[PROBLEM STATEMENT]: Rewrite all of the entries below, swapping "spot every instance" for "locate each occurrence" wherever it occurs and leaving everything else untouched.

☆ ☆ ☆

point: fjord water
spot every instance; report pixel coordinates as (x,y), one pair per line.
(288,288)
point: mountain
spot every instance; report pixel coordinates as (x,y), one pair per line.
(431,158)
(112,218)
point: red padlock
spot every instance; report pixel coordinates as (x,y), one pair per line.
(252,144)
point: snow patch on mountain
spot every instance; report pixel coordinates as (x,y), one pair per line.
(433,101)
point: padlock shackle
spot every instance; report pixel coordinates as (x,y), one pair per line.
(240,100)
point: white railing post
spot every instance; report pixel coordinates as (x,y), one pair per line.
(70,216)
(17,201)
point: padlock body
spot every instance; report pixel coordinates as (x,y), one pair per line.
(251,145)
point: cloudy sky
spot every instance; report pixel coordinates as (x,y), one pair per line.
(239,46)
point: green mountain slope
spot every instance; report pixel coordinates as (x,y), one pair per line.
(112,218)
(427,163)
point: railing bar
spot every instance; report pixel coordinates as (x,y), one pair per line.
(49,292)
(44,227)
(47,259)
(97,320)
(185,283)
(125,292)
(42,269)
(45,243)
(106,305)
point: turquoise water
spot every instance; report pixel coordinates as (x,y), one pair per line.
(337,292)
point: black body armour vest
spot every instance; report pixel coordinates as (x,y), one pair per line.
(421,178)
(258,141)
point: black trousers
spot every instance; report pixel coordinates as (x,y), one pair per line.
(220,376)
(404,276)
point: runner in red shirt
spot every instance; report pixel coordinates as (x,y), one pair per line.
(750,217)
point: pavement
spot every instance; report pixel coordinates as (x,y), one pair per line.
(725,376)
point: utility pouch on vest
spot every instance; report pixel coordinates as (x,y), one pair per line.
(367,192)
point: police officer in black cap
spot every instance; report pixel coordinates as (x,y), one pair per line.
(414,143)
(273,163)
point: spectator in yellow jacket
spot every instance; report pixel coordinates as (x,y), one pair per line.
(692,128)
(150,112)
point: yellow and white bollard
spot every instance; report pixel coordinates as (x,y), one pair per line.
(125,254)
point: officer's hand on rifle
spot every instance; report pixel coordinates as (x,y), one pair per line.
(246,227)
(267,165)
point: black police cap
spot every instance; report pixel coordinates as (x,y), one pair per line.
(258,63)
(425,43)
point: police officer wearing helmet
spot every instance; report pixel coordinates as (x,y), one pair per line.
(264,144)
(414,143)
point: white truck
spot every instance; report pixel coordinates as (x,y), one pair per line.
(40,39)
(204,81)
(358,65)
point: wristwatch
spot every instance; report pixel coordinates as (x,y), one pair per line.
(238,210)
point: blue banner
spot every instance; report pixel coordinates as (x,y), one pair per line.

☆ ☆ ☆

[ANSWER TO THIS EXERCISE]:
point: fjord water
locate each occurrence; report pixel coordinates as (x,y), one pair per line.
(288,288)
point: mountain
locate each occurrence; report pixel coordinates as (x,y), one pair per line.
(431,158)
(112,218)
point: red padlock
locate each occurrence; report pixel coordinates as (x,y), one pair per line.
(252,144)
point: snow patch on mountain
locate each occurrence; report pixel coordinates as (x,y), one pair per line.
(433,101)
point: padlock shackle
locate each occurrence; report pixel coordinates as (x,y), one pair per line.
(240,100)
point: white railing post
locate each occurrence; report pixel coordinates as (x,y), one pair per line.
(70,216)
(17,201)
point: padlock body
locate each occurrence; report pixel coordinates as (x,y), one pair per line.
(251,145)
point: cloudy sky
locate each occurrence; report pixel coordinates as (x,y), one pair per line.
(239,46)
point: green mountain slope
locate each occurrence; report pixel coordinates as (x,y), one pair per line.
(112,218)
(427,163)
point: railing bar
locate each occurrence; report pixel coordinates as (x,y), one pair per line.
(49,292)
(44,227)
(47,259)
(97,320)
(185,283)
(125,292)
(42,269)
(45,243)
(106,305)
point: turquoise water
locate each occurrence; report pixel coordinates as (x,y), one pair per line.
(337,292)
point: black body armour vest
locate each occurrence; report pixel coordinates as (x,y), one pair per line.
(421,178)
(258,141)
point: black trousers
locate each occurrence; report pixel coordinates as (x,y), one pair per line.
(220,376)
(404,276)
point: runner in red shirt
locate each occurrence; report pixel coordinates as (x,y), one pair per line.
(750,217)
point: pavement
locate each occurrence; report pixel coordinates as (x,y), one pair per line.
(725,376)
point: utility pouch on vest
locate each occurrence; report pixel coordinates as (x,y), one pair per line.
(367,192)
point: police officer in black cap
locate each occurrence; report pixel coordinates as (x,y), one pair per line.
(414,143)
(273,163)
point: spectator in yellow jacket
locate each occurrence; report pixel coordinates as (x,y), one pair per line.
(692,128)
(150,112)
point: yellow and white bollard
locate each occurrence; report pixel coordinates as (x,y), one pair per line.
(125,254)
point: officer's hand on rifle
locate each occurrence; report pixel coordinates as (x,y), one pair per line.
(246,227)
(267,165)
point: black police cap
locate each occurrence; report pixel coordinates as (x,y), one pair per line.
(258,63)
(425,43)
point: police officer wearing helmet
locate each occurrence; report pixel coordinates as (x,y), one pair per line.
(264,144)
(414,143)
point: white truck
locate each occurrence; report pixel coordinates as (x,y), one pair per line.
(40,39)
(204,81)
(358,65)
point: wristwatch
locate each occurrence; report pixel coordinates as (x,y), one pair per line.
(238,210)
point: blue banner
locate each occurrence; report pixel coordinates as (x,y), one pair per line.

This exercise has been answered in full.